▶ _Written problem_:
Reproduce the page below about Prop E in full, word for word.

▶ _Page_:
--- START ---
Prop E is Bad for Coronado

Here’s proof that CUSD has failed its homework.

CUSD failed its due diligence and failed to disclose the negative impacts of Prop E bonds upon our Coronado community homeowners.

As a result, there are too many unanswered questions.

That’s another reason why we strongly recommend you vote NO on Prop E on June 3.

F gradeWhat’s the proof?

Below are three emails from Coronado community leader, homeowner & taxpayer Pete Fagan to CUSD superintendent Jeff Felix and to CORONADO TAXPAYERS ASSOCIATION FOR EXCELLENCE IN PUBLIC EDUCATION.  Coronado resident Pete Fagan is an attorney in private practice, a former military JAG attorney and father to CUSD graduates.

In the first email, you’ll see Pete’s direct questions to CUSD superintendent Jeff Felix.  Pete’s questions are highly relevant to Prop E.

In the same first email, Jeff’s responses — in red — are dismissive and incomplete.  

Jeff’s answers are also disappointing because they are merely political spin in favor of CUSD’s goal — which is another property tax hike on Coronado homeowners.

The second email is Pete’s follow up to Jeff’s response email because the superintendent’s “answers” were dismissive and disappointing. Pete asks for answers that Jeff failed to provide.
--- END ---
▶ _Source material_:
--- START ---
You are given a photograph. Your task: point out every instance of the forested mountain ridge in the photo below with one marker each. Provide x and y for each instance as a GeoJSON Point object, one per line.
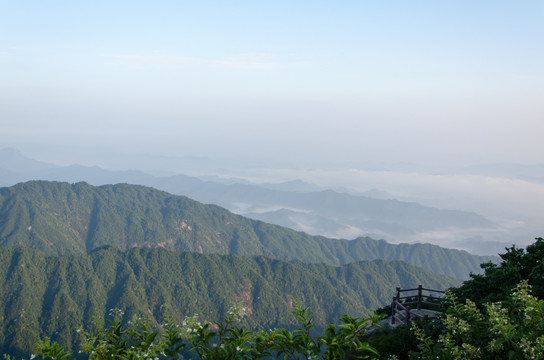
{"type": "Point", "coordinates": [45, 295]}
{"type": "Point", "coordinates": [61, 218]}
--- END ---
▶ _Result for this exercise_:
Prop E is Bad for Coronado

Here’s proof that CUSD has failed its homework.

CUSD failed its due diligence and failed to disclose the negative impacts of Prop E bonds upon our Coronado community homeowners.

As a result, there are too many unanswered questions.

That’s another reason why we strongly recommend you vote NO on Prop E on June 3.

F gradeWhat’s the proof?

Below are three emails from Coronado community leader, homeowner & taxpayer Pete Fagan to CUSD superintendent Jeff Felix and to CORONADO TAXPAYERS ASSOCIATION FOR EXCELLENCE IN PUBLIC EDUCATION.  Coronado resident Pete Fagan is an attorney in private practice, a former military JAG attorney and father to CUSD graduates.

In the first email, you’ll see Pete’s direct questions to CUSD superintendent Jeff Felix.  Pete’s questions are highly relevant to Prop E.

In the same first email, Jeff’s responses — in red — are dismissive and incomplete.  

Jeff’s answers are also disappointing because they are merely political spin in favor of CUSD’s goal — which is another property tax hike on Coronado homeowners.

The second email is Pete’s follow up to Jeff’s response email because the superintendent’s “answers” were dismissive and disappointing. Pete asks for answers that Jeff failed to provide.